**Exercise:** Copy each line of the records that contains the word "goat".
** Begin **
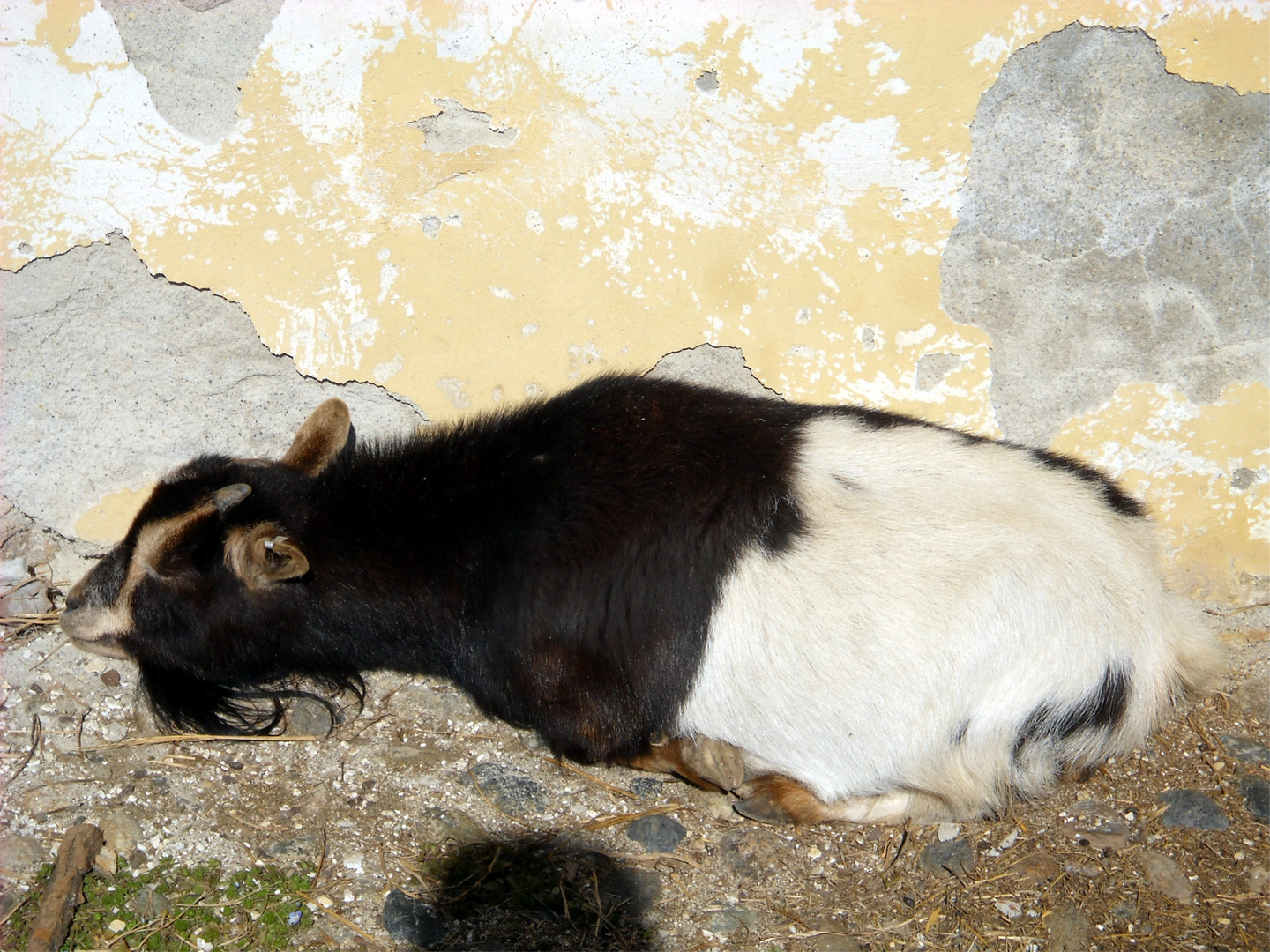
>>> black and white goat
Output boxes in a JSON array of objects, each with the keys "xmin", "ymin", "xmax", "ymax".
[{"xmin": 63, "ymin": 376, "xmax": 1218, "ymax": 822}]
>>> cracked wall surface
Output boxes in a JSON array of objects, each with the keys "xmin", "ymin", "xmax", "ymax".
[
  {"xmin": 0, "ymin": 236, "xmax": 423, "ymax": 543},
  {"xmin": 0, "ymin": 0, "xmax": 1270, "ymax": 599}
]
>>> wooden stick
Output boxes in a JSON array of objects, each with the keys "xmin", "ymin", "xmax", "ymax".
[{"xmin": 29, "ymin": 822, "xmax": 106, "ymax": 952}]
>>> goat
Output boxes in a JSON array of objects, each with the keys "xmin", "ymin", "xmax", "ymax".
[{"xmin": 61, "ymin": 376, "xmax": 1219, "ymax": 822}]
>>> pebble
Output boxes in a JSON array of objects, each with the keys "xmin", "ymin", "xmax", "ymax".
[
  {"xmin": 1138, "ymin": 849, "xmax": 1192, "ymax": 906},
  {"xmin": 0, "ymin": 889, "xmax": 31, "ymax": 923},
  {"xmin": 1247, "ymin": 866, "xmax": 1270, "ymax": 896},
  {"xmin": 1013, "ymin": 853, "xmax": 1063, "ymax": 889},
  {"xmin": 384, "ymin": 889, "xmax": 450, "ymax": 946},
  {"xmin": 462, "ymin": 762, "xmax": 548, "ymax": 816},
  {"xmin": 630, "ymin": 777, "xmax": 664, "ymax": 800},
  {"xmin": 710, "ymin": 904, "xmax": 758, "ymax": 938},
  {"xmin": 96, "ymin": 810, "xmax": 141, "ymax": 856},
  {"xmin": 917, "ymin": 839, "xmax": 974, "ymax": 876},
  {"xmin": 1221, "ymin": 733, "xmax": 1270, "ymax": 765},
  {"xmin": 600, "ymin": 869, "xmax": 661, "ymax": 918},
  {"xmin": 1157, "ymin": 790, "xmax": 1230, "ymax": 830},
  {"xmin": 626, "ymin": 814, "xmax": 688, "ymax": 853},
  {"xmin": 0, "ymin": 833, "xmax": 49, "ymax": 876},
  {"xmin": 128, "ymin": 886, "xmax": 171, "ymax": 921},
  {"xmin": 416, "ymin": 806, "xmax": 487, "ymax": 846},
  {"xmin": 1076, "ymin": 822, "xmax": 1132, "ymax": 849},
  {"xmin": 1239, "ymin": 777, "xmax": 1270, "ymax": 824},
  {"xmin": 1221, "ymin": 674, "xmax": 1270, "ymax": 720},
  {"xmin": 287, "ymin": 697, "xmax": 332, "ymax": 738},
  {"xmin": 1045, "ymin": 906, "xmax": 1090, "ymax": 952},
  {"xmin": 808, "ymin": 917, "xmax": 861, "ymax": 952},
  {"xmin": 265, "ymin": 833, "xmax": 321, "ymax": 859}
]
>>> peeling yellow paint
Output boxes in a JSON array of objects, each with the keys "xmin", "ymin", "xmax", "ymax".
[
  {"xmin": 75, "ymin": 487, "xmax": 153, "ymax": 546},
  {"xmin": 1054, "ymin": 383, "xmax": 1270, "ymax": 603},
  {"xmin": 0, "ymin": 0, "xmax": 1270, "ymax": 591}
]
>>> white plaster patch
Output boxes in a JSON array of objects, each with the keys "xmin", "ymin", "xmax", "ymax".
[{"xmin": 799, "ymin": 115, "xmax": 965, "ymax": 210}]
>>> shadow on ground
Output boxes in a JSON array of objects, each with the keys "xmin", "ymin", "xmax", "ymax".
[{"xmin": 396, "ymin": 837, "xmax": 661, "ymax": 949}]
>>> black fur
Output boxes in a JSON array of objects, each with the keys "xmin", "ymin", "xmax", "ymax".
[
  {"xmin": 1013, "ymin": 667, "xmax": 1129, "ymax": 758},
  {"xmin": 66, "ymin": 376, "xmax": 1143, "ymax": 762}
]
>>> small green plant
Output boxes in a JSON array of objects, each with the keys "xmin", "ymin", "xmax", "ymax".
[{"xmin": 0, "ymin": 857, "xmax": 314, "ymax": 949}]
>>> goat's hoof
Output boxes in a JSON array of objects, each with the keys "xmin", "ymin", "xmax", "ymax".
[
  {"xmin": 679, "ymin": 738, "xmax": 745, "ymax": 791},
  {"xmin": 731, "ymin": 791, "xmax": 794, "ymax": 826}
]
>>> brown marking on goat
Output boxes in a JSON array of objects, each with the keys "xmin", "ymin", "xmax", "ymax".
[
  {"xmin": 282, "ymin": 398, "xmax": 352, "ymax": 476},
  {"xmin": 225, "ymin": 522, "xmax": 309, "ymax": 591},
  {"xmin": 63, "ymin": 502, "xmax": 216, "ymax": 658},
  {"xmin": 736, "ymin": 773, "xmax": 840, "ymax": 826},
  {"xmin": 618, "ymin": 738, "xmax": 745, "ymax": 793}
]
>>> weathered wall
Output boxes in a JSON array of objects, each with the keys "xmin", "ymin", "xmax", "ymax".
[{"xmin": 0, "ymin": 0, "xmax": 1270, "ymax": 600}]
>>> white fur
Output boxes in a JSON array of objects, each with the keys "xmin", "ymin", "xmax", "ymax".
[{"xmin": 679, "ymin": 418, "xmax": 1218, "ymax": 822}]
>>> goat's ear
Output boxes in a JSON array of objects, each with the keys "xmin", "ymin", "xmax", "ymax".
** End **
**Output below:**
>>> black and white goat
>>> goat
>>> goat's hoof
>>> brown marking on goat
>>> goat's ear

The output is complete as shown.